==== DATASET EXTRACT

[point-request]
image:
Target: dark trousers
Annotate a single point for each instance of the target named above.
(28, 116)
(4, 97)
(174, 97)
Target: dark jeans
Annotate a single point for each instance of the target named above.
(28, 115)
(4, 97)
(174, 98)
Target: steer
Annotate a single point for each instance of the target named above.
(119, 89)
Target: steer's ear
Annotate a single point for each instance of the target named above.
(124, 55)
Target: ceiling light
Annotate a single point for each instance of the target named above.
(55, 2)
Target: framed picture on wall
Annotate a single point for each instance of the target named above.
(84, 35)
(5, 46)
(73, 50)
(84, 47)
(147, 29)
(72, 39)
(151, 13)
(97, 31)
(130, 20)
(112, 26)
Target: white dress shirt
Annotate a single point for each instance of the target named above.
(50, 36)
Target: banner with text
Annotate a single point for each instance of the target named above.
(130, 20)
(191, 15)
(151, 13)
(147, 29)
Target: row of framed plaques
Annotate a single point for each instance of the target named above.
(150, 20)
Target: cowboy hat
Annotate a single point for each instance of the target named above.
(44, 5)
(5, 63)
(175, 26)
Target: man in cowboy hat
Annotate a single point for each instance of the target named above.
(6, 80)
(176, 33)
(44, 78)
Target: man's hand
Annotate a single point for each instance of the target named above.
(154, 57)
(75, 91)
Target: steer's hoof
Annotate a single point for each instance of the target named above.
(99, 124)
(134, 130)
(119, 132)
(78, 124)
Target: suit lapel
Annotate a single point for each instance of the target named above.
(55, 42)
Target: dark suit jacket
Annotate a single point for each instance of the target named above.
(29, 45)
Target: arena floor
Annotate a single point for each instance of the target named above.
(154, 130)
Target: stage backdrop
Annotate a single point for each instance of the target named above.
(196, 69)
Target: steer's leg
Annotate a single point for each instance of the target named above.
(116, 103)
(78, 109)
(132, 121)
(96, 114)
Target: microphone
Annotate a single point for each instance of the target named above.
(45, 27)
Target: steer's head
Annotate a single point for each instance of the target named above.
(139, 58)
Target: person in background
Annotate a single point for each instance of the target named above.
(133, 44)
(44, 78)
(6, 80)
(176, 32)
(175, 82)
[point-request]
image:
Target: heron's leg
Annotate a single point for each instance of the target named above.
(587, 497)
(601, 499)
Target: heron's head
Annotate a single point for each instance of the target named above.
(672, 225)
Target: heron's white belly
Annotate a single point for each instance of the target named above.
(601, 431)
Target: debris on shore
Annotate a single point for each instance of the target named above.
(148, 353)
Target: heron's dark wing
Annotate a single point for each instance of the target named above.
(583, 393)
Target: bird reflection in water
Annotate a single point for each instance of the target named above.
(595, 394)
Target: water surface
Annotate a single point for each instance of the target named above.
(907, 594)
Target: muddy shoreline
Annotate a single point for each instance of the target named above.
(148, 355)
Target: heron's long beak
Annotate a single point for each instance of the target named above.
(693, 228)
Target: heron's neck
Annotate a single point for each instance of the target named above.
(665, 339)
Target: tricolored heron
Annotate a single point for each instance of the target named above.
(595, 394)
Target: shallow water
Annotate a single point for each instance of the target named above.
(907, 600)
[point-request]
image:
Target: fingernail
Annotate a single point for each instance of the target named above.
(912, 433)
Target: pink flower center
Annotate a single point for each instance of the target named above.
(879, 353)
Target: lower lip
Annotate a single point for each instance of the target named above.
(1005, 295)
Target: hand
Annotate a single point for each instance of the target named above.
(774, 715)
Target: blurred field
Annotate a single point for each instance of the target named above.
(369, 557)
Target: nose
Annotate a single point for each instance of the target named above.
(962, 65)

========

Go through the data and copy each line exactly as it was written.

• _WRITTEN ANSWER_
[point-request]
image:
Target: dark trousers
Annotate a single point for each instance of the target named above.
(28, 116)
(4, 97)
(174, 97)
Target: dark jeans
Annotate a single point for each instance of the target named above.
(28, 115)
(4, 97)
(174, 98)
Target: steer
Annotate a single point for each instance of the target named above.
(119, 89)
Target: steer's ear
Annotate a single point for each instance of the target named above.
(124, 55)
Target: ceiling light
Annotate a single point for each instance of the target named above.
(55, 2)
Target: framed picture on wall
Annotate a single point for each instance of the target named above.
(84, 35)
(5, 46)
(73, 50)
(84, 47)
(147, 29)
(72, 39)
(151, 13)
(97, 31)
(130, 20)
(112, 26)
Target: white dress shirt
Annotate a single point for each instance of the target named above.
(50, 36)
Target: banner with text
Annotate a single point for each instance of the target named above.
(130, 20)
(191, 15)
(151, 13)
(147, 29)
Target: row of framed plaques
Annotate a single point for each instance of the target named above.
(150, 20)
Target: cowboy hat
Annotate a single point for each instance of the target named above.
(44, 5)
(5, 63)
(175, 26)
Target: man in cowboy hat
Annotate a single point for each instance of the target named above.
(6, 80)
(176, 33)
(44, 78)
Target: man's hand
Annotate a single point for each instance of the target named above.
(154, 57)
(75, 91)
Target: steer's hoof
Annotate a single point for each instance of the target named above.
(99, 124)
(134, 130)
(119, 132)
(78, 124)
Target: suit lapel
Annotate a single point for each instance of the target named above.
(55, 42)
Target: dark suit jacket
Annotate a single point for each instance of the target named above.
(29, 45)
Target: arena floor
Annotate a single point for each instance of the target named above.
(154, 130)
Target: stage backdrop
Annotate a single point for each instance of the target named above.
(196, 69)
Target: steer's leg
Annotate a single point for each instance of the target named above.
(116, 103)
(78, 109)
(132, 121)
(96, 114)
Target: microphone
Annotate a single point for each instance of the target named above.
(45, 27)
Target: steer's head
Annotate a single point for each instance of the target named above.
(139, 58)
Target: person in background
Annotate a single point for each instance of the target named above.
(133, 44)
(44, 78)
(6, 80)
(176, 32)
(175, 82)
[point-request]
image:
Target: heron's leg
Annotate a single point for each instance of the target named above.
(587, 497)
(601, 499)
Target: heron's head
Annotate a single point for each instance of the target named above.
(672, 225)
Target: heron's white belly
Annotate a single point for each instance of the target named above.
(601, 431)
Target: debris on shore
Annotate a single point for each instance of the target named above.
(148, 353)
Target: heron's dark wing
Annotate a single point for each instance of the target named above.
(583, 393)
Target: bird reflection in water
Annotate a single point for each instance of the target named above.
(595, 394)
Target: water surface
Annotate a single point for each instance of the target named above.
(907, 594)
Target: muddy shoreline
Annotate a single point for each instance of the target named above.
(148, 355)
Target: heron's long beak
Annotate a single point for each instance of the target named above.
(693, 228)
Target: heron's neck
Annotate a single point for each instance of the target named above.
(665, 339)
Target: tricolored heron
Annotate a single point for each instance of the target named above.
(595, 394)
Target: shallow water
Annotate a single point for each instance of the target named above.
(907, 600)
[point-request]
image:
Target: fingernail
Annotate a single point for each instance of the target named above.
(912, 433)
Target: pink flower center
Annotate a single point for each instance of the target named above.
(879, 353)
Target: lower lip
Annotate a single point for each instance of the target named above.
(1005, 295)
Target: hand
Annotate a single point for each instance of the target named above.
(774, 715)
Target: blurred field
Annotate a single point for each instance of the target named above.
(369, 557)
Target: nose
Annotate a single point for each instance of the target named above.
(962, 65)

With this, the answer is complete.